=== SUPPLIED ENTRIES ===
>>>

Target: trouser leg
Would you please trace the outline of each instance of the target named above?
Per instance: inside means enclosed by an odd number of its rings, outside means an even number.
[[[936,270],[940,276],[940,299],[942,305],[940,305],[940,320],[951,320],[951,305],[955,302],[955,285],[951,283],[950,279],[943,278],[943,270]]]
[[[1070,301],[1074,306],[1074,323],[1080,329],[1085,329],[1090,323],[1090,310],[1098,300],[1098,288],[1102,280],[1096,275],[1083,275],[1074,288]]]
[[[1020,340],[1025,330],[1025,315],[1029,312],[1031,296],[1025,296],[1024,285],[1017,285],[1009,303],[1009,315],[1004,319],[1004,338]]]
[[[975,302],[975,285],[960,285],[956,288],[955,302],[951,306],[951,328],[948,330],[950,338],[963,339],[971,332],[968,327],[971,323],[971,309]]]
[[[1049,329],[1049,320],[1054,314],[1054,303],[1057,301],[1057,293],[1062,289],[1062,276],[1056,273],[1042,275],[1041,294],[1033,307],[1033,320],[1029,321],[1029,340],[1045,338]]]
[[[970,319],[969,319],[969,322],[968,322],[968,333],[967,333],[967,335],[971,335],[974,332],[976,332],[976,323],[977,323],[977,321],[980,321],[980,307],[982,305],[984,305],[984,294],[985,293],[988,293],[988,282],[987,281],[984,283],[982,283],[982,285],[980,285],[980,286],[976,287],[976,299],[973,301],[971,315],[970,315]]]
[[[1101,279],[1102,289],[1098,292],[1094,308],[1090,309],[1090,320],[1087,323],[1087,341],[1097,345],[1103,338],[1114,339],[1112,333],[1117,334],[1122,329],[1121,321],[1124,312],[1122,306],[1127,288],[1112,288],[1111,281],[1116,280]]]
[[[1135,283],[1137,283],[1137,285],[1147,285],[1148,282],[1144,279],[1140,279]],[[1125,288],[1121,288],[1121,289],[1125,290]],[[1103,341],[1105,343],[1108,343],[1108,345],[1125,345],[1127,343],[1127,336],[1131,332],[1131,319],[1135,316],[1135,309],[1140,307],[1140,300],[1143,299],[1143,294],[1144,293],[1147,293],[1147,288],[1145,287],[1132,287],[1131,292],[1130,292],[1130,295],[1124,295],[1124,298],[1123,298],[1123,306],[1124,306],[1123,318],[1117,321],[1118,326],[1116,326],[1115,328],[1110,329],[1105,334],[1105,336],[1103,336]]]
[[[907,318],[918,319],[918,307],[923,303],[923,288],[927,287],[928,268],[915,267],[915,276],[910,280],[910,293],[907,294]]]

<<<

=== CHALLENGE ===
Every entry needs to be retyped exactly.

=== TASK RESPONSE ===
Target: trouser leg
Would you please trace the outline of each instance of the target named above?
Per instance: inside means enclosed by an odd number of its rings, outside means an even number.
[[[936,270],[940,276],[940,299],[942,305],[940,305],[940,320],[951,320],[951,305],[955,302],[955,285],[951,283],[950,279],[943,278],[943,270]]]
[[[1070,301],[1074,306],[1074,323],[1080,329],[1085,329],[1090,323],[1090,310],[1098,300],[1098,288],[1102,280],[1096,275],[1083,275],[1074,288]]]
[[[1020,340],[1025,330],[1025,315],[1029,312],[1031,296],[1025,296],[1024,285],[1017,285],[1009,303],[1009,315],[1004,319],[1004,338]]]
[[[975,302],[975,285],[960,285],[956,288],[955,302],[951,306],[951,328],[948,330],[950,338],[963,339],[971,332],[968,327],[971,323],[971,309]]]
[[[1049,329],[1049,320],[1054,314],[1054,303],[1057,301],[1057,293],[1062,289],[1062,276],[1056,273],[1042,275],[1041,294],[1033,307],[1033,320],[1029,321],[1029,340],[1045,338]]]
[[[970,319],[969,319],[969,322],[968,322],[968,333],[967,333],[967,335],[971,335],[974,332],[976,332],[976,323],[977,323],[977,321],[980,321],[980,307],[982,305],[984,305],[984,294],[985,293],[988,293],[988,282],[987,281],[984,283],[982,283],[982,285],[980,285],[980,286],[976,287],[976,299],[973,301],[971,315],[970,315]]]
[[[1101,279],[1102,289],[1098,292],[1094,308],[1090,309],[1090,320],[1087,323],[1087,341],[1097,345],[1103,338],[1114,339],[1112,333],[1117,334],[1122,329],[1121,321],[1124,312],[1122,306],[1127,288],[1112,288],[1111,281],[1116,280]]]
[[[1135,283],[1137,283],[1137,285],[1147,285],[1148,282],[1144,279],[1140,279]],[[1125,288],[1121,288],[1121,289],[1125,290]],[[1103,341],[1105,343],[1108,343],[1108,345],[1125,345],[1127,343],[1127,336],[1131,332],[1131,319],[1135,316],[1135,309],[1140,307],[1140,300],[1143,299],[1143,294],[1144,293],[1147,293],[1147,288],[1145,287],[1132,287],[1131,292],[1130,292],[1130,295],[1124,295],[1124,298],[1123,298],[1123,306],[1124,306],[1123,318],[1117,321],[1118,326],[1116,326],[1115,328],[1110,329],[1105,334],[1105,336],[1103,336]]]
[[[907,318],[918,319],[918,307],[923,303],[923,288],[927,287],[928,268],[915,267],[915,276],[910,280],[910,293],[907,294]]]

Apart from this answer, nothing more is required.